▶ [Exercise aim] Return every line from the one with "Where can the yellow" through the one with "Where can the flower stem", inclusive, exactly as it appears below.

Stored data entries
□ □ □ □ □ □ □
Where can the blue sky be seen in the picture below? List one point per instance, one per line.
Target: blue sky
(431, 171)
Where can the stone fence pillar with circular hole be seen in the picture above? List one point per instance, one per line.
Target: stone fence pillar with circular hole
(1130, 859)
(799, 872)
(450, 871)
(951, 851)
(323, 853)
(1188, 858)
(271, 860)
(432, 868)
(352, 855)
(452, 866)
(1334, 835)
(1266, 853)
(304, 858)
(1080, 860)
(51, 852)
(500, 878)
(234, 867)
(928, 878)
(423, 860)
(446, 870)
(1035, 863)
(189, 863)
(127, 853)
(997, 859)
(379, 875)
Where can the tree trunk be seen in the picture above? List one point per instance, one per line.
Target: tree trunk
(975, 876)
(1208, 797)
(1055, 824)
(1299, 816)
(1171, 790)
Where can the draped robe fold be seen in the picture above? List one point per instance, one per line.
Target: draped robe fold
□ □ □ □ □ □ □
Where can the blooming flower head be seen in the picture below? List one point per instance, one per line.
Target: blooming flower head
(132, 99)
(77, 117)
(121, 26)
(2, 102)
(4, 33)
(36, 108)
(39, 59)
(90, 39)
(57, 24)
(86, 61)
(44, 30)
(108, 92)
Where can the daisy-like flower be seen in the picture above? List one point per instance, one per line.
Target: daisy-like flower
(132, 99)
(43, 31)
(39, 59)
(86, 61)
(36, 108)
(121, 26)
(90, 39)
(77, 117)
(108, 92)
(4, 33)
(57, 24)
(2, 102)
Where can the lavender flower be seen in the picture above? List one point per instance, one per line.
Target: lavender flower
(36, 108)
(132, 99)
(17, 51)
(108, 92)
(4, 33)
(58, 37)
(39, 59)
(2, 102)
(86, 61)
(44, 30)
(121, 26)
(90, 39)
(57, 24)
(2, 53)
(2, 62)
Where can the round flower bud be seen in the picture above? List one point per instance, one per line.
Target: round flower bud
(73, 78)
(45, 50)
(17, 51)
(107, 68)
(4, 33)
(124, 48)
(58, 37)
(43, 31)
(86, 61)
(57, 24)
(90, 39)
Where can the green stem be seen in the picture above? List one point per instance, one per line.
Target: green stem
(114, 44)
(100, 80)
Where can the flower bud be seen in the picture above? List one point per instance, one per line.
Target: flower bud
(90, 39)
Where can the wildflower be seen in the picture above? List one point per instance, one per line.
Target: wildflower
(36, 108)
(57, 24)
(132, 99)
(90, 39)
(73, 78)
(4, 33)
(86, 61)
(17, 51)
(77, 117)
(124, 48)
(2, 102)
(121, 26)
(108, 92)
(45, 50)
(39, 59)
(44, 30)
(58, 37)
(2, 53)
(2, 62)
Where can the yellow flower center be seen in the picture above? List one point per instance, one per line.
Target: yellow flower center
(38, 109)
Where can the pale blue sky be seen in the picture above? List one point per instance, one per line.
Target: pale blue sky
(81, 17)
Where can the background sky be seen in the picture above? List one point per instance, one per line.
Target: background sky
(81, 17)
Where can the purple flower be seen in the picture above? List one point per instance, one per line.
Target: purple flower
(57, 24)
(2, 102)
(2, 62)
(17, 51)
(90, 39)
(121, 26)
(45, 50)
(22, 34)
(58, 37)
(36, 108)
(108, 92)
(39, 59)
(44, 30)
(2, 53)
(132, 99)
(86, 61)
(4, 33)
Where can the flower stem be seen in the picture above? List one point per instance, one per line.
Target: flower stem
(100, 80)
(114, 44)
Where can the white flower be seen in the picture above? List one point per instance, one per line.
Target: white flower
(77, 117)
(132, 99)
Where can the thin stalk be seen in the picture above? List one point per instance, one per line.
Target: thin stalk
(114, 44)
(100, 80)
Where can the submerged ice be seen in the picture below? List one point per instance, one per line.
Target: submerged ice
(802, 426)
□ □ □ □ □ □ □
▶ [Exercise solution]
Where can the yellow flower center be seen in the picture above? List one point per instance, one per line.
Target: yellow flower center
(38, 109)
Where can the pale blue sky be seen in the picture above? List one point per instance, one per line.
Target: pale blue sky
(81, 17)
Where can the background sky be seen in the picture above? List one point per instance, one per line.
Target: background sky
(81, 17)
Where can the purple flower be seen in the picture above? List one point per instance, one per line.
Target: purple flower
(57, 24)
(2, 102)
(2, 62)
(17, 51)
(90, 39)
(121, 26)
(45, 50)
(22, 34)
(58, 37)
(36, 108)
(108, 92)
(39, 59)
(44, 30)
(2, 53)
(132, 99)
(86, 61)
(4, 33)
Where can the flower stem be seen in the picture above? List one point per instance, one per line.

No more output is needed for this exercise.